### Instructions for the task
The answer must consist of every line in the records that contains the word "distant".

*****

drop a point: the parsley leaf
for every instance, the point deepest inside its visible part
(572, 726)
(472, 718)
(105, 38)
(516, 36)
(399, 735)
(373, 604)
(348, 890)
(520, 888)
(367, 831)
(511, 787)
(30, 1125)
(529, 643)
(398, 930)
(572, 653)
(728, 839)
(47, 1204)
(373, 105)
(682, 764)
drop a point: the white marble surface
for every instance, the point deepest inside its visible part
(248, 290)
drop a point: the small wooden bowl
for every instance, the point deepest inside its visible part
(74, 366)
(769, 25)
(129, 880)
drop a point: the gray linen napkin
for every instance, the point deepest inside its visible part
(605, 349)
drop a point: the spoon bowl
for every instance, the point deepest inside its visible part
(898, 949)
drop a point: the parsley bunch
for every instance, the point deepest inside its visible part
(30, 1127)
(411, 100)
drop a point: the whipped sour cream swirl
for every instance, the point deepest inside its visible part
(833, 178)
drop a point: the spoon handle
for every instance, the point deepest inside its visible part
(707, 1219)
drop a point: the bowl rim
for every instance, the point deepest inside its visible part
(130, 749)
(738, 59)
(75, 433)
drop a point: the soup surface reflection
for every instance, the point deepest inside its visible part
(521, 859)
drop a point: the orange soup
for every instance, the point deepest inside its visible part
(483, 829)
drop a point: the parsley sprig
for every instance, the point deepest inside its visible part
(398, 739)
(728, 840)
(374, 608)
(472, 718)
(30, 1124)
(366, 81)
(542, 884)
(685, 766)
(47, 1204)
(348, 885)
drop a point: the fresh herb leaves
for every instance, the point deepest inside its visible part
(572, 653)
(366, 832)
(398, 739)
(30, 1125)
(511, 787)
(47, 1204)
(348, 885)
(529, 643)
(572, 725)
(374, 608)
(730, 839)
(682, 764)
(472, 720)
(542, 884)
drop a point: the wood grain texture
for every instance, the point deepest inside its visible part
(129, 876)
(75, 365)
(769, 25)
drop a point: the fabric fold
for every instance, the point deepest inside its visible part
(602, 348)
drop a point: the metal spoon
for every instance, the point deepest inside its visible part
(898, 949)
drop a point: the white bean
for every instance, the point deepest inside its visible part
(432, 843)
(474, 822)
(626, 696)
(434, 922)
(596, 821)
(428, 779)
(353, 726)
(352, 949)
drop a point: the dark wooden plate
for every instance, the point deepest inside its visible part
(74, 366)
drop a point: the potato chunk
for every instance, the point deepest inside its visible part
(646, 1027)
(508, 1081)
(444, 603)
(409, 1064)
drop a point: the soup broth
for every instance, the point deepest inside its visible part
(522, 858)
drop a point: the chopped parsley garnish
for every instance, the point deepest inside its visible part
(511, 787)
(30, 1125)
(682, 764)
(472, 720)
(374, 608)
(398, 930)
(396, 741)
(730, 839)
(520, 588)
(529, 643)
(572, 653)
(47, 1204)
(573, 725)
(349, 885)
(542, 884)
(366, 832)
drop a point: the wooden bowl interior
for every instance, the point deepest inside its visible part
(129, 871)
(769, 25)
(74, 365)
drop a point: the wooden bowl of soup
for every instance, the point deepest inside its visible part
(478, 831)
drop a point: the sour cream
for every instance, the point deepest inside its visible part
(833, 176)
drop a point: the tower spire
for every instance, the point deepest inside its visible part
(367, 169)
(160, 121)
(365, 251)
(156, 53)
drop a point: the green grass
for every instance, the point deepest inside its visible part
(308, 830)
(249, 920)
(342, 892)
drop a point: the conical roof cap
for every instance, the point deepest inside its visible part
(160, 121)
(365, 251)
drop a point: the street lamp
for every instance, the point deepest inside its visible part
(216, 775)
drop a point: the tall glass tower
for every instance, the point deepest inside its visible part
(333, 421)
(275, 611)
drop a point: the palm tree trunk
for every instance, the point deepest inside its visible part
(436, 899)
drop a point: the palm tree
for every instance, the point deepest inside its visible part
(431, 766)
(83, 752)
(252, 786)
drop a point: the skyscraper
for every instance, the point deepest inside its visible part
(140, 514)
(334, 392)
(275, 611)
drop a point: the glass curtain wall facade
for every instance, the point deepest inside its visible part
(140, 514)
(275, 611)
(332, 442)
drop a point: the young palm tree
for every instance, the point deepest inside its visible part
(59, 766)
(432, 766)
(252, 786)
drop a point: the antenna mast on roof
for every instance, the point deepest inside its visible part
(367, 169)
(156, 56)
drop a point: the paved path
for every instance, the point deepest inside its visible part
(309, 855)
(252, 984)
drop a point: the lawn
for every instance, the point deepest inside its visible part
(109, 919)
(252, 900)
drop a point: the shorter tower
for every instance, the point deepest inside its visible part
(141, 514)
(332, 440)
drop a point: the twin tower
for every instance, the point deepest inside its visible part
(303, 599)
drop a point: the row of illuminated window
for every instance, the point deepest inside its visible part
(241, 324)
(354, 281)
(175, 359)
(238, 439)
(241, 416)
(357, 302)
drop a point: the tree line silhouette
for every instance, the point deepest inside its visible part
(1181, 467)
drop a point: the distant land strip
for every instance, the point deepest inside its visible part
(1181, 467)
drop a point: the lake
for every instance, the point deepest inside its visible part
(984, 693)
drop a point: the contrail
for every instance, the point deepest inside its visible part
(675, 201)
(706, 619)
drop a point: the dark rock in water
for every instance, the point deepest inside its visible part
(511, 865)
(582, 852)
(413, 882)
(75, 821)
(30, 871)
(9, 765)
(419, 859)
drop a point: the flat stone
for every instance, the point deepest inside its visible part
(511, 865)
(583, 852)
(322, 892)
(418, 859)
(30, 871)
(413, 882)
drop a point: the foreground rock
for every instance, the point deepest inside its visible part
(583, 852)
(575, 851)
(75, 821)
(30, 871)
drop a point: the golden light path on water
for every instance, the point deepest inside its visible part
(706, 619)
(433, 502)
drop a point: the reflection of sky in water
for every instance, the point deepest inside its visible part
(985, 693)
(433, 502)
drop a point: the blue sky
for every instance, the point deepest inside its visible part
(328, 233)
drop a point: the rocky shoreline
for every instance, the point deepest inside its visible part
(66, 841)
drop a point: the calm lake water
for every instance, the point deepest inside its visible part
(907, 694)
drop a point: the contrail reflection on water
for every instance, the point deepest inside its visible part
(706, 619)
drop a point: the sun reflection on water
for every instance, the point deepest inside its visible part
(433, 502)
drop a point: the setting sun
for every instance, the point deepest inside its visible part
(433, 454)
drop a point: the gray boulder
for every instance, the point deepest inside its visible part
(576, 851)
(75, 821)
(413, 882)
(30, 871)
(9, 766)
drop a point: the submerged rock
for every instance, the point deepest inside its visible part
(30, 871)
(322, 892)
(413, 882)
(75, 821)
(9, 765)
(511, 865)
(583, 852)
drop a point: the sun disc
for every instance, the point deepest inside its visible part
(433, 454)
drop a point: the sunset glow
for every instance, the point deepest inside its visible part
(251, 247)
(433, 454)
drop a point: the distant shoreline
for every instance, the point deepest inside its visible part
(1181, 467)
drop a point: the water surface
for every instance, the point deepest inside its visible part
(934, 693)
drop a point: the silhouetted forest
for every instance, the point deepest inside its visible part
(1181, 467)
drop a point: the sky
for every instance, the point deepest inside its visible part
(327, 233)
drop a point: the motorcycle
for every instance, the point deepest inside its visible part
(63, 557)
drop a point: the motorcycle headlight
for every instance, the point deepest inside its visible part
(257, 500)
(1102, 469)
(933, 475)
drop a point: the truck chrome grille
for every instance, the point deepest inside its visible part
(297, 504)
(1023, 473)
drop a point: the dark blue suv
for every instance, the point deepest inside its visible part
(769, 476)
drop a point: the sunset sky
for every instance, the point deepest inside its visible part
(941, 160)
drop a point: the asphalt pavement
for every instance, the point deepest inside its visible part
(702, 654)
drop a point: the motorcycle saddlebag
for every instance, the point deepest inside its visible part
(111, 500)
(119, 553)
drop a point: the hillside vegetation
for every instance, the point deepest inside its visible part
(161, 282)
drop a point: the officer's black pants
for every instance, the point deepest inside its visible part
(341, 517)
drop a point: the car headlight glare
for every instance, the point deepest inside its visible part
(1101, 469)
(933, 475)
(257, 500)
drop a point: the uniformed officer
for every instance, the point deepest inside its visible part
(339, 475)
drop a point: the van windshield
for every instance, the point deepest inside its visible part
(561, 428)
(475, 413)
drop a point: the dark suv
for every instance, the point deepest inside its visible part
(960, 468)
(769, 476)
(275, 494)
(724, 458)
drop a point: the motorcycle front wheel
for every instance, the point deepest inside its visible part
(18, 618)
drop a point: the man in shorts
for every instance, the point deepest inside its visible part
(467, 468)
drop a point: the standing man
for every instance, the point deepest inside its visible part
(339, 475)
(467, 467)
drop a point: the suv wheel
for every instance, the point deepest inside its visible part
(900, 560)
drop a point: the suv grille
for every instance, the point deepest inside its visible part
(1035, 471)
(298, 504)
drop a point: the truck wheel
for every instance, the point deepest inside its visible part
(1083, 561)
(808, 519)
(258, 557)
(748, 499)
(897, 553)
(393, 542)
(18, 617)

*****

### Answer section
drop a point: the distant land strip
drop a point: the distant shoreline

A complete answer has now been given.